▶ **Short task 1**: List every field label used in the bulleted details at the top of the text about the film Mineviku varjud.
▶ **Short task 2**: Reproduce the passage of the text about the film Mineviku varjud from "- Directed by: Valter" up to and including "has not survived.".

▶ **Extracted text**:

○ ○ ○ ○

- Directed by: Valter Palm; A. Nugis;
- Starring: Voldemar Toffer; Ants Lauter; Elsa Silber; Klaara Kruus; Eduard Türk [et]; Voldemar Step; Aleksander Rutoff [et]; Ants Jõgi [et]; Mihkel Lepper;
- Cinematography: Konstantin Märska
- Distributed by: Eesti National Film [et]
- Release date: December 12, 1924;
- Country: Estonia
- Language: Estonian

= Mineviku varjud =

1924 film

Mineviku varjud (Shadows of the Past) is an Estonian historical drama film from 1924. It was Estonia's first full-length feature film. The film has not survived.

○ ○ ○ ○

▶ **Dataset**:
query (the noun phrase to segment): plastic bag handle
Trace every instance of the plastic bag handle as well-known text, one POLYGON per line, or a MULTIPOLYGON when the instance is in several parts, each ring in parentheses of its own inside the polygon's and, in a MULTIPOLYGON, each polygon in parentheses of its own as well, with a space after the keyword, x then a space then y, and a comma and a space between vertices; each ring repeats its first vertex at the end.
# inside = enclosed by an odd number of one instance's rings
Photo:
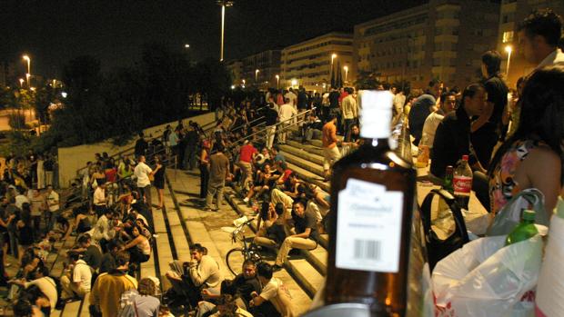
POLYGON ((442 198, 450 209, 450 213, 454 218, 454 223, 456 224, 457 231, 464 243, 468 243, 468 233, 466 229, 466 223, 464 222, 464 216, 462 215, 462 212, 460 210, 460 206, 455 201, 454 196, 450 194, 448 191, 444 189, 433 189, 429 193, 427 194, 423 203, 421 204, 421 222, 423 223, 423 230, 425 231, 425 234, 428 234, 432 231, 431 229, 431 203, 433 202, 433 196, 438 195, 442 198))

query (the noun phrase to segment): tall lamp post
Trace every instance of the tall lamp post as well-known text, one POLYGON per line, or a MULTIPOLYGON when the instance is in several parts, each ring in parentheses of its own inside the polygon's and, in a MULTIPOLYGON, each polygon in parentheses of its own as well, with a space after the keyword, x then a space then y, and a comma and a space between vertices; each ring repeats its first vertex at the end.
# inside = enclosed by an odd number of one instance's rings
POLYGON ((223 42, 226 30, 226 7, 232 6, 233 1, 217 0, 217 5, 221 5, 221 51, 219 55, 219 62, 223 62, 223 42))
POLYGON ((511 45, 505 46, 505 51, 508 52, 508 69, 506 70, 506 76, 509 76, 509 64, 511 63, 511 52, 513 52, 513 47, 511 45))
POLYGON ((22 58, 25 61, 27 61, 27 74, 25 74, 25 78, 27 79, 27 87, 30 87, 31 84, 29 83, 29 77, 31 77, 31 58, 28 55, 23 55, 22 58))

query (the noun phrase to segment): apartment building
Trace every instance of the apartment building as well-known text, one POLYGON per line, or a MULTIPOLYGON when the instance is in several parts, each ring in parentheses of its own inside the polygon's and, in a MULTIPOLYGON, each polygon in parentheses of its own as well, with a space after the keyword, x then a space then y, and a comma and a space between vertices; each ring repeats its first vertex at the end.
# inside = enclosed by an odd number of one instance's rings
POLYGON ((480 56, 496 47, 496 0, 430 0, 357 25, 353 76, 424 88, 431 78, 464 87, 479 78, 480 56))
POLYGON ((544 8, 551 8, 560 16, 564 16, 564 1, 562 0, 503 0, 501 2, 497 47, 504 56, 502 69, 508 74, 507 80, 510 87, 515 87, 517 80, 527 75, 535 67, 525 60, 523 52, 519 50, 517 30, 519 25, 534 10, 544 8))
POLYGON ((331 69, 337 68, 344 84, 354 83, 352 69, 353 35, 331 32, 285 47, 281 55, 280 88, 303 85, 321 92, 331 84, 331 69))
POLYGON ((226 63, 226 67, 231 73, 231 82, 235 85, 242 84, 241 74, 243 73, 243 62, 239 60, 231 60, 226 63))

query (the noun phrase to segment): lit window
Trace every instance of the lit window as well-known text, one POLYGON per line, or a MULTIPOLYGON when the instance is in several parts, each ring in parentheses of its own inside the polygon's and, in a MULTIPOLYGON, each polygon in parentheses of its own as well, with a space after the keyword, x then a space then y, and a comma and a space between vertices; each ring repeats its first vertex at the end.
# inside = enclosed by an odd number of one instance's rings
POLYGON ((503 43, 513 42, 513 31, 508 31, 503 33, 503 43))

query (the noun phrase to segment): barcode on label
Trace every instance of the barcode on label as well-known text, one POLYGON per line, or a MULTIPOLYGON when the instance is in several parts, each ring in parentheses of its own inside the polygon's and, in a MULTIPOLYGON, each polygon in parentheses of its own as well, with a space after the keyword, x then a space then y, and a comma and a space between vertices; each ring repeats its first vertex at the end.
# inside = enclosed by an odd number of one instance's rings
POLYGON ((355 259, 380 260, 382 242, 377 240, 355 240, 355 259))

○ ○ ○ ○

▶ **Exercise solution 1**:
Directed by
Starring
Cinematography
Distributed by
Release date
Country
Language

▶ **Exercise solution 2**:
- Directed by: Valter Palm; A. Nugis;
- Starring: Voldemar Toffer; Ants Lauter; Elsa Silber; Klaara Kruus; Eduard Türk [et]; Voldemar Step; Aleksander Rutoff [et]; Ants Jõgi [et]; Mihkel Lepper;
- Cinematography: Konstantin Märska
- Distributed by: Eesti National Film [et]
- Release date: December 12, 1924;
- Country: Estonia
- Language: Estonian

= Mineviku varjud =

1924 film

Mineviku varjud (Shadows of the Past) is an Estonian historical drama film from 1924. It was Estonia's first full-length feature film. The film has not survived.